# WORK ORDER 1
In the account of Ben's Goldenhar diagnosis below, what type of hearing loss did the ABR test find?
# WORK ORDER 2
List every kind of material the parent studied before each specialist appointment, according to the account of Ben's Goldenhar diagnosis.
***** SELECTED EXCERPT *****
When Ben was born, it took us about 4 days (I think) to get diagnosed with Goldenhar spectrum or syndrome (depending who you are talking to). At the time, I didn’t really know what that meant, I only knew that it affected his eye, his ears, and his spine. We were transferred to our local hospital for this diagnoses and each specialty came in and did a consult. I would eventually gather all these consults and study them beginning my journey into understanding the medical world. I didn’t study them to argue with my doctors, but more to learn the language and be prepared with what to ask. It’s an intimidating world to maneuver and learn. I used to study before each specialist appointment to try to understand what they were looking for – I studied audiograms, eye prescriptions, xrays, ct’s, bloodwork, and doctor’s notes – all searching for proof that everything was going to be ok.
My first “crash” was when Ben was about 4 months old. We were to have an ABR (auditory brainstem response) test to help us determine Ben’s hearing loss. This is a test where they put the patient to sleep through anesthetics and run sounds in his ears while monitoring brainwaves to determine what he is actually hearing. It is generally quite accurate. I had done my homework and I was ready! There are two types of hearing loss you can have: conductive or sensorineural. Conductive is more like sticking your fingers in your ears. The quality of the sound is the same, but it can be really muffled/muted. Generally hearing aids work well with this type of loss. Sensorineural loss is when some of those millions of hairs in your inner ear (cochlea) are damaged or missing. We have no way of determining sound quality, and clarity of sound can sometimes be difficult even when aided. Anyways, I was ready for this test. I studied Ben’s diagnoses – I looked at his previous hearing charts – I read specialist notes, I read CT’s and I knew knew knew that his results would come back as a conductive loss. I was prepared and able to deal with that. Because we had to be sedated for the test, I was waiting in day surgery with him while he recovered. The audiologist came in and presented me with the news…it was a sensorineural loss on both sides. Cue nervous breakdown #1. In hindsight I’m not why that should be the news that pushed me over the edge, but it was; it did. I also believe that the audiologist might not have been prepared for my emotional response, but I feel like they handled it pretty well. My sobs shattered the recovery room and I kept saying over and over “why can he just catch a break”. They managed to calm me down, saying all the right things. Afterwards I sent a three page letter to the audiologist apologizing for my tears and also including my documented research as to why I still thought it was conductive (sometimes I just can’t stop myself). Even today I wonder why nobody’s filed a restraining order yet!
I remember after Jesse and I received the initial diagnoses we thought – well that is that. At least now we know what to expect and I was able to slot our little problem areas into nice tidy compartments…ENT….opthamology….neuro….spine….etc. We were confident that we knew what to expect and we would be able to find ways to deal with each issue. Little did we know at that time that Ben would come very close to dying in less than 6 months.
***** INFORMATION SUPPLIED *****
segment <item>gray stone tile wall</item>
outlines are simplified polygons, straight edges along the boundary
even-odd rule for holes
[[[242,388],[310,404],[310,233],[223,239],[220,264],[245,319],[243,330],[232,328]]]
*****
# RESPONSE BOX 1
A sensorineural loss on both sides.

# RESPONSE BOX 2
- Audiograms
- Eye prescriptions
- X-rays
- CTs
- Bloodwork
- Doctor's notes